>> BEGIN Material supplied

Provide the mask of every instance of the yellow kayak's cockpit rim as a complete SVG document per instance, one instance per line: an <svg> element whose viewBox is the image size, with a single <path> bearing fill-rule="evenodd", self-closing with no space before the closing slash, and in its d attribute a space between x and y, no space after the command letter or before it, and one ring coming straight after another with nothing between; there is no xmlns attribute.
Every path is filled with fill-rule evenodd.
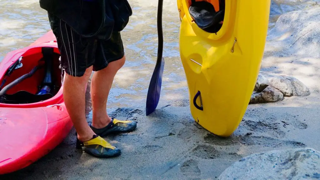
<svg viewBox="0 0 320 180"><path fill-rule="evenodd" d="M184 15L183 18L186 18L196 34L203 37L212 40L217 40L223 37L230 37L234 29L236 11L237 0L226 1L225 9L223 23L221 29L216 33L207 32L199 28L194 22L189 12L189 7L191 4L190 0L182 0L182 7ZM180 7L179 7L180 8ZM180 10L180 11L182 11ZM227 36L228 37L225 37Z"/></svg>

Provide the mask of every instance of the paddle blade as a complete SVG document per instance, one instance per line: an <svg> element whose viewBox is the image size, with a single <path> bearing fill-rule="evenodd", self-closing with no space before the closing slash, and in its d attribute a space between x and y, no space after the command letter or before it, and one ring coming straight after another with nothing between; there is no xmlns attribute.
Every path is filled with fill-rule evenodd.
<svg viewBox="0 0 320 180"><path fill-rule="evenodd" d="M157 61L149 85L146 105L146 114L147 116L153 112L158 105L160 98L164 67L164 59L162 58L160 62Z"/></svg>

>> END Material supplied

*Exercise directions*.
Reproduce all of the records above with "cockpit rim" renamed to "cockpit coaming" and everything else unchanged. Omit the pictures from your answer.

*Full output*.
Provide the mask of every instance of the yellow kayak's cockpit coaming as a complete SVG document per instance, one instance per line: an <svg> element whose viewBox is the image size, with a single <path> bearing fill-rule="evenodd", self-closing with no space before the closing slash, and in its d attribute a space between x and y, no space after the command letter or before it, and one ring coming straight after another with nothing between; there is no xmlns attribute.
Every path is filled with fill-rule evenodd.
<svg viewBox="0 0 320 180"><path fill-rule="evenodd" d="M184 15L183 18L186 18L196 34L203 37L212 40L217 40L223 37L230 37L234 29L236 11L237 0L226 1L225 9L223 23L221 29L216 33L207 32L199 28L194 22L189 12L189 7L191 4L190 0L182 0L182 7ZM180 7L179 7L180 8ZM180 10L180 11L182 11ZM227 36L228 37L225 37Z"/></svg>

Provide the mask of every instance of the paddle blade as a complete SVG document per instance, one instance per line: an <svg> element whose viewBox is the image size, with a single <path> bearing fill-rule="evenodd", self-closing with no space before the closing slash, and in its d attribute a space between x and y, no space after the command letter or before it, and one ring coming straight after another with nothing between; there is no xmlns attribute.
Every path is filled with fill-rule evenodd.
<svg viewBox="0 0 320 180"><path fill-rule="evenodd" d="M157 61L149 85L146 105L146 114L147 116L153 112L158 105L160 98L164 67L164 59L162 58L160 62Z"/></svg>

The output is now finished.